__Work request__: Show every line of the material that follows in which the word "foliage" occurs.

[Start of section]

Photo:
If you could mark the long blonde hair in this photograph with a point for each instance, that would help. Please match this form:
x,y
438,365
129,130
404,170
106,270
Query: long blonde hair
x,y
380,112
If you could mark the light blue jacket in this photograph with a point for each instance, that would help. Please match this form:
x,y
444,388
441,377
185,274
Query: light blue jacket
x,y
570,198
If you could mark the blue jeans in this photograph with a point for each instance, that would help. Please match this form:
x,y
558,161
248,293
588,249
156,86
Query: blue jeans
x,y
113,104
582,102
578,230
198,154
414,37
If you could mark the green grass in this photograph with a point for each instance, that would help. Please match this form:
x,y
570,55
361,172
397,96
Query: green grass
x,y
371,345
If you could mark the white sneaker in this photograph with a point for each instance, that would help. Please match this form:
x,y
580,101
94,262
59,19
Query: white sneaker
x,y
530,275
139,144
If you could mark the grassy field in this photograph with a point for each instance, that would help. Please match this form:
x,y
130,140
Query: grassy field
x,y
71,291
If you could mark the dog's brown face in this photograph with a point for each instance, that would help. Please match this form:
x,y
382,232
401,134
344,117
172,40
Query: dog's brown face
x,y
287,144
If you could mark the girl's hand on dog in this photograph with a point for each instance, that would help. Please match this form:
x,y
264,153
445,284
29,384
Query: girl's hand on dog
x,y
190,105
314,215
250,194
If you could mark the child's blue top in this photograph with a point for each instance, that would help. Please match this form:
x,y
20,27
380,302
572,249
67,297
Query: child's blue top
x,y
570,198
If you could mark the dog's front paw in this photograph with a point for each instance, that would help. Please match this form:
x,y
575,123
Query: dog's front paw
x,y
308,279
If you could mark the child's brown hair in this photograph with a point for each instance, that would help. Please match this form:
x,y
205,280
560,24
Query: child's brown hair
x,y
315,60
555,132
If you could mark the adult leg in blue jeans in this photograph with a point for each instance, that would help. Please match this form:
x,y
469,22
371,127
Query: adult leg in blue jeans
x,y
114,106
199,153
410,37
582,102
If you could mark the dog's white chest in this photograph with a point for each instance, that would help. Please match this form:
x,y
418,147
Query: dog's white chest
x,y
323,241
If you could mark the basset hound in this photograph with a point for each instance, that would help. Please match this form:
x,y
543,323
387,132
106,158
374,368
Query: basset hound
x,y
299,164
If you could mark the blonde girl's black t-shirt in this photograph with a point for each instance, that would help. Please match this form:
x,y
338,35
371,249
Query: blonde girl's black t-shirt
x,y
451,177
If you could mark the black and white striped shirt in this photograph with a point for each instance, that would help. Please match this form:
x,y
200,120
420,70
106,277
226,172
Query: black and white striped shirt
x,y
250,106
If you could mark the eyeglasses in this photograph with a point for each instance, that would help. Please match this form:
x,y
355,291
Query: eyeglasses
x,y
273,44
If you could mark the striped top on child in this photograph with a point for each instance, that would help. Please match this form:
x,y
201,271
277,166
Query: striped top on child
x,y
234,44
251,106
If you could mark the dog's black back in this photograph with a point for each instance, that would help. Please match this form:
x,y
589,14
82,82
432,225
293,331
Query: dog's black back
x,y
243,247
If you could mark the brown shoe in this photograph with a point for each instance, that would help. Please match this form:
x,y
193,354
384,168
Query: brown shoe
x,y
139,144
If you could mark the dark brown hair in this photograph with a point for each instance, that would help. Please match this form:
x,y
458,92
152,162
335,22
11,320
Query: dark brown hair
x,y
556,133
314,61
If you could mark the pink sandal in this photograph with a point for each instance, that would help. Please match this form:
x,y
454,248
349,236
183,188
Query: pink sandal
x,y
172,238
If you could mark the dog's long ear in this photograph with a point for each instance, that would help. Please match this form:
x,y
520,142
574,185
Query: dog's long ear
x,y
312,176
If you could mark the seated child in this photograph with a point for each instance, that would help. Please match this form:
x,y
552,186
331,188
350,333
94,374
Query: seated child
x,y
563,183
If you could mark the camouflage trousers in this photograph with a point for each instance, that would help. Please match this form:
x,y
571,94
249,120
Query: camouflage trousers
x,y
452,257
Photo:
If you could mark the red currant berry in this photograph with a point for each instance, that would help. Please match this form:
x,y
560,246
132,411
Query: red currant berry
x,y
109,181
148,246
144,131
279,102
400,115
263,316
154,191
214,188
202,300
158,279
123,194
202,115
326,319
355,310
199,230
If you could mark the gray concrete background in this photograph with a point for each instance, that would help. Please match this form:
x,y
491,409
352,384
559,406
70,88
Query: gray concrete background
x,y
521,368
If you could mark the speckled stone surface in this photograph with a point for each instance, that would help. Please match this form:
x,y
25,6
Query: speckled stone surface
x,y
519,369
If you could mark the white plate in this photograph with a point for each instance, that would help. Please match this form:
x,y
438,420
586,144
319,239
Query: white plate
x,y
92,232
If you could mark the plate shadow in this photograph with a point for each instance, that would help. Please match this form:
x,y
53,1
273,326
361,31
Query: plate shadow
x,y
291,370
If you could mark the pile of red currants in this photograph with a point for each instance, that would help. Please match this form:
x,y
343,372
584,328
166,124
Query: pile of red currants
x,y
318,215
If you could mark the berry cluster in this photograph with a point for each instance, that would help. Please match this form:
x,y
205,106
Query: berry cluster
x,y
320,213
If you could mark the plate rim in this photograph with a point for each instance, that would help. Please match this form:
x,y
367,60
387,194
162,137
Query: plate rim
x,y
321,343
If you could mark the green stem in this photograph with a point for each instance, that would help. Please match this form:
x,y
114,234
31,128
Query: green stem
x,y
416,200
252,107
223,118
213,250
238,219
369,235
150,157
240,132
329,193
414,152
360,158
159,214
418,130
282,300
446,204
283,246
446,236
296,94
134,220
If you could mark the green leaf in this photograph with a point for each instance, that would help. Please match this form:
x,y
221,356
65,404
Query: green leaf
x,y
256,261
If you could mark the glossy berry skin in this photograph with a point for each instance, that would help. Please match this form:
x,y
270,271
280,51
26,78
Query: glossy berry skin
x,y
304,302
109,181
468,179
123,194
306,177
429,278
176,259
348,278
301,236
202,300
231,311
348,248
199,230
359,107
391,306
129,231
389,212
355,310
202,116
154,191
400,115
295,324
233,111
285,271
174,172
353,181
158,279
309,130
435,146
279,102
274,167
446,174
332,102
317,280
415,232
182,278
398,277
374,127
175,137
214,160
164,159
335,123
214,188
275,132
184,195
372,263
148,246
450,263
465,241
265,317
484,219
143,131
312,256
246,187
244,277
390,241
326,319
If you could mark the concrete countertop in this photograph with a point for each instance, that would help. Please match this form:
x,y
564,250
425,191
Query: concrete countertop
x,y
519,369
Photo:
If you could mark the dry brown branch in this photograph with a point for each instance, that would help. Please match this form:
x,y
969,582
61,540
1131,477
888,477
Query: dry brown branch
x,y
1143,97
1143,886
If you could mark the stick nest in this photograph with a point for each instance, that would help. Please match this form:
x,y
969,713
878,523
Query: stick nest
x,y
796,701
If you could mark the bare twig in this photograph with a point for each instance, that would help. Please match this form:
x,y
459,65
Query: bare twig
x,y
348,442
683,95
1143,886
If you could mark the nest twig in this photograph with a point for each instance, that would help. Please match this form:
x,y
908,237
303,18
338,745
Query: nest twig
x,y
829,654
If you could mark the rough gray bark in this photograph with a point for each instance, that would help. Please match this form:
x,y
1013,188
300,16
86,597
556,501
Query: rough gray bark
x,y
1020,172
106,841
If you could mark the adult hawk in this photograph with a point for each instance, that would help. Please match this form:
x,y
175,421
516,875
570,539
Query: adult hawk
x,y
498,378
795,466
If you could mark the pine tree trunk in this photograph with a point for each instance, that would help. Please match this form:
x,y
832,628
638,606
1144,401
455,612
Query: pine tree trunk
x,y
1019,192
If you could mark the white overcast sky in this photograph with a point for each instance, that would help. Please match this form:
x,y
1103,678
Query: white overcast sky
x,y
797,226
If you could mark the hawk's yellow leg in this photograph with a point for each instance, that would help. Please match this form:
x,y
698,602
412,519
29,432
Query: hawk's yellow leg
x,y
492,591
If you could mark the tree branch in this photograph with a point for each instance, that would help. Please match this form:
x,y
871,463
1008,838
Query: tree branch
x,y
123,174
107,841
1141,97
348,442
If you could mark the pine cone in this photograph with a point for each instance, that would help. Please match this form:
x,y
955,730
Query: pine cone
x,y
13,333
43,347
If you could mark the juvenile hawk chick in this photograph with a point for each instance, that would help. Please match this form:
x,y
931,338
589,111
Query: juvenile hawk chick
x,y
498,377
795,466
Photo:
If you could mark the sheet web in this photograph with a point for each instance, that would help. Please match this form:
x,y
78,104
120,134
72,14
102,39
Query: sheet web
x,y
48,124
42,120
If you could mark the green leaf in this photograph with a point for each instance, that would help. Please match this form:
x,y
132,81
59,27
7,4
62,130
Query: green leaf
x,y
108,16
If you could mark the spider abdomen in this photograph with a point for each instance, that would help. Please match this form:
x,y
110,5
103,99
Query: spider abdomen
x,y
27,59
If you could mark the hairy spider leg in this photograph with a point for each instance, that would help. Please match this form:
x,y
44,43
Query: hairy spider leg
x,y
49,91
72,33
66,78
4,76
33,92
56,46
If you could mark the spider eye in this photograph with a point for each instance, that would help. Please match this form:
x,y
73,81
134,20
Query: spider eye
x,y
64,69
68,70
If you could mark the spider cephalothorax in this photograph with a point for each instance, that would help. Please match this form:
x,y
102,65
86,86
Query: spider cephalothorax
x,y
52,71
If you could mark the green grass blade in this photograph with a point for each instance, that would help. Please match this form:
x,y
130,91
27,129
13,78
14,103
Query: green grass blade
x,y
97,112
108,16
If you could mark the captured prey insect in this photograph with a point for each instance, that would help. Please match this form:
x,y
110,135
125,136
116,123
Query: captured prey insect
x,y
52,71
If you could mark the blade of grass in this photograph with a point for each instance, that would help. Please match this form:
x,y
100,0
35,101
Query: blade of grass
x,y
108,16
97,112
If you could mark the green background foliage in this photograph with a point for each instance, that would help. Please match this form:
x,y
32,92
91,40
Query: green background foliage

[End of section]

__Output of the exercise__:
If you could mark the green background foliage in this photograph with a point for each instance, that would help. Please match this form:
Query: green background foliage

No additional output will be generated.